Données enregistrées:

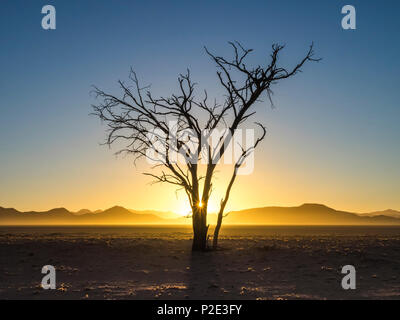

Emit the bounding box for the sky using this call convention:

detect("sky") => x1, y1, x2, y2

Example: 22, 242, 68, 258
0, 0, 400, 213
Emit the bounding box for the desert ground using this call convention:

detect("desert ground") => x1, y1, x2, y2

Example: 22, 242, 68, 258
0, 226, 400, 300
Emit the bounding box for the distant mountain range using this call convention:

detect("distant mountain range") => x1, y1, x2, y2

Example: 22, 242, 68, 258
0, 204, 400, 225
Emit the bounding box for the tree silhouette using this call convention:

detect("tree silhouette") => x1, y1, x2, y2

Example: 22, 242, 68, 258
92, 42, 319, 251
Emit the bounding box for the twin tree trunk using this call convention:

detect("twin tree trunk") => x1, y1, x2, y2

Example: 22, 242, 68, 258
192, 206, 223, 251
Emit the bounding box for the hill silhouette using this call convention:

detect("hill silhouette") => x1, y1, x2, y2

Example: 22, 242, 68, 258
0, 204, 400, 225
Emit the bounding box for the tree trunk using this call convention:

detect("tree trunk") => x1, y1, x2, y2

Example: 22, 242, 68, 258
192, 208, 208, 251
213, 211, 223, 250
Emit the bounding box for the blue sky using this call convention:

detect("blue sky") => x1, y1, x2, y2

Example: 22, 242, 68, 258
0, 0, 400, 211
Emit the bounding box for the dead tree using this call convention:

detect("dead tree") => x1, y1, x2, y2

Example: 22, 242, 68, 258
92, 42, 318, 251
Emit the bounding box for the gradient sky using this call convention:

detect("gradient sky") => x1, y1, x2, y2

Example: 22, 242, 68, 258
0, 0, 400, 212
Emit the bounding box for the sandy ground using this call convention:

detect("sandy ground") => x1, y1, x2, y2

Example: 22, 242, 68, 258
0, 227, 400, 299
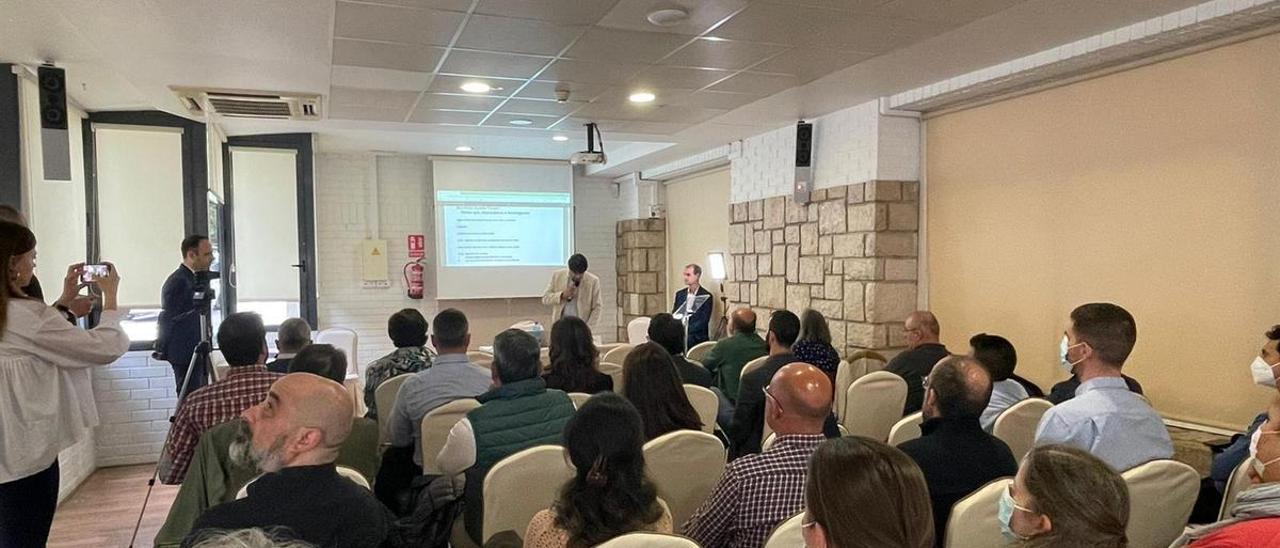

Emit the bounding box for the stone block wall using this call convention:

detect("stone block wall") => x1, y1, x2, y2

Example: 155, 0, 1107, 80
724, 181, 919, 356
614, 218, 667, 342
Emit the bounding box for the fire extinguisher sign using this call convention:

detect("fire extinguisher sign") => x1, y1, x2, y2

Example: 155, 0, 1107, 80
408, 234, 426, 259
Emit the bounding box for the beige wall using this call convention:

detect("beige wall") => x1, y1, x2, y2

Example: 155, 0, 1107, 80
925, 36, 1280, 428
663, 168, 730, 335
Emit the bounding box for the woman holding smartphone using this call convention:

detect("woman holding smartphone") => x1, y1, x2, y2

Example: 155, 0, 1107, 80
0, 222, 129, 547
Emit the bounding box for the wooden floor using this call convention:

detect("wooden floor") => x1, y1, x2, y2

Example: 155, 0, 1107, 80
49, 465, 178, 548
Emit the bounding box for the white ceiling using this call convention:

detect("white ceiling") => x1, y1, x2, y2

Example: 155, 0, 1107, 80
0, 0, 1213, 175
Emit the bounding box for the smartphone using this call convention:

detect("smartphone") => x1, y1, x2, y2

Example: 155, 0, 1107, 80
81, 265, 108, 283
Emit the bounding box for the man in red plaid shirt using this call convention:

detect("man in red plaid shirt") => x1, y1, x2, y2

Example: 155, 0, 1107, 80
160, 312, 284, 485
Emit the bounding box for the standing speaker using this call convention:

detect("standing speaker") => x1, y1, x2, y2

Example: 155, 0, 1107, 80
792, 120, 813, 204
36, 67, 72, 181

--

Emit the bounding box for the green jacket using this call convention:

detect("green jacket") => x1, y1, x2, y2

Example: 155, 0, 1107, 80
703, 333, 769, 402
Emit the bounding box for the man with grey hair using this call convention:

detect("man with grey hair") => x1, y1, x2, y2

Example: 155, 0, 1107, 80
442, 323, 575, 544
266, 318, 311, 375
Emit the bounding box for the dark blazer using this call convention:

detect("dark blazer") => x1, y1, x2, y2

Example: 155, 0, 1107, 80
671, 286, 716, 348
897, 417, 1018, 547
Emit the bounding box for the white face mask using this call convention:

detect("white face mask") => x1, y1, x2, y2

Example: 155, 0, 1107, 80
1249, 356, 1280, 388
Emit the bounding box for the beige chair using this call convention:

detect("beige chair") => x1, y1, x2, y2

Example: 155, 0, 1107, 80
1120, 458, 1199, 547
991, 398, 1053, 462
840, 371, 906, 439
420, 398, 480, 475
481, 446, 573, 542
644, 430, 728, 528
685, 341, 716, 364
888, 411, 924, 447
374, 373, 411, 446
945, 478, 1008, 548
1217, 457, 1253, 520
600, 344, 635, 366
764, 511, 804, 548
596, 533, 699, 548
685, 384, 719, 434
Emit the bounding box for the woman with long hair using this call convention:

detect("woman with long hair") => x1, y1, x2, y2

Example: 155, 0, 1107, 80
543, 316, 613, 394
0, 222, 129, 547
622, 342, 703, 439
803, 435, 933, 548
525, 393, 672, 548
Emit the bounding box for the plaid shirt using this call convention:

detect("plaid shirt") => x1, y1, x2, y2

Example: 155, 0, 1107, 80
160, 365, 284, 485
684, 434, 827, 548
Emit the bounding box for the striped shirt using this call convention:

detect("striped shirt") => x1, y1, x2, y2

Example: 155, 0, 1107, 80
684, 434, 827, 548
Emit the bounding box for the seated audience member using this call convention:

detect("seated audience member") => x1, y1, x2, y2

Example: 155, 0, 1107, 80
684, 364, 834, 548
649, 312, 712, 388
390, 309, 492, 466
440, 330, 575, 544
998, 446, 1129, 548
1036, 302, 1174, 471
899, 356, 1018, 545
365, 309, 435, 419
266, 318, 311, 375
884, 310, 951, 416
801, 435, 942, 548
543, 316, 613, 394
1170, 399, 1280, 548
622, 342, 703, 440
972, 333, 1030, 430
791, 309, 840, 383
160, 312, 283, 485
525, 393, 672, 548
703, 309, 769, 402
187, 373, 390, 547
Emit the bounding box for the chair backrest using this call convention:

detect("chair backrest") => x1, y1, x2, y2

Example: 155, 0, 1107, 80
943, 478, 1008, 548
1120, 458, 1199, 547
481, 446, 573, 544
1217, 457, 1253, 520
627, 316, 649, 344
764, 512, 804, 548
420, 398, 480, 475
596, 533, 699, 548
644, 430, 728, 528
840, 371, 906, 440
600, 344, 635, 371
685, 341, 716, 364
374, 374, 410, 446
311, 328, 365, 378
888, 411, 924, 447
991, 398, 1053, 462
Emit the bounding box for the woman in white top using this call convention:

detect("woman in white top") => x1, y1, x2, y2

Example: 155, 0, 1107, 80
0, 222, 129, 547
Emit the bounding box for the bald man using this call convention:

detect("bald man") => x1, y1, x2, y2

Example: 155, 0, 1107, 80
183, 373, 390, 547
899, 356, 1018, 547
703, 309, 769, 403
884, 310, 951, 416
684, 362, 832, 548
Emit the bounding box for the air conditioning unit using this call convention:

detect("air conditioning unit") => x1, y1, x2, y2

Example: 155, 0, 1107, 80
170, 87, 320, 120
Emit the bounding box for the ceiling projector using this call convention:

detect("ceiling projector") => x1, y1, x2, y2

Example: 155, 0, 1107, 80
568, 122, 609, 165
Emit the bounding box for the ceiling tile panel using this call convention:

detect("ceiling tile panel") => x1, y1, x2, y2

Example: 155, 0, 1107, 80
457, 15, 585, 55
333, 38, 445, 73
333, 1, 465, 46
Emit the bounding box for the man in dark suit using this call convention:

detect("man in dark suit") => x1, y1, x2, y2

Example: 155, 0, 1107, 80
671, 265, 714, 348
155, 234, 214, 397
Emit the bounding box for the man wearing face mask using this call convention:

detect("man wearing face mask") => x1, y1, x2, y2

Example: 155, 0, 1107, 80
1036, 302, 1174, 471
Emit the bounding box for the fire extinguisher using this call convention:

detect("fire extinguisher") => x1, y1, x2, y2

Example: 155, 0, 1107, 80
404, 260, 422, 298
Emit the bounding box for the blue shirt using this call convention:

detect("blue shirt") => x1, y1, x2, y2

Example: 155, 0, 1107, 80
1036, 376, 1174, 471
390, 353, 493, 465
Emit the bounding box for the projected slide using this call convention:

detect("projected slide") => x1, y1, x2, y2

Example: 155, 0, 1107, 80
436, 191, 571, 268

## [Énoncé de tâche]
Reproduisez la partie des enregistrements qui s'ouvre sur la ligne contenant « Emit the bounding box for the ceiling projector » et se ferme sur la ligne contenant « 568, 122, 609, 165 », en y remplaçant « call convention » par « calling convention », sans rien modifier d'autre.

## [Résolution du problème]
Emit the bounding box for the ceiling projector using this calling convention:

detect("ceiling projector") => x1, y1, x2, y2

Example: 155, 0, 1107, 80
568, 122, 609, 165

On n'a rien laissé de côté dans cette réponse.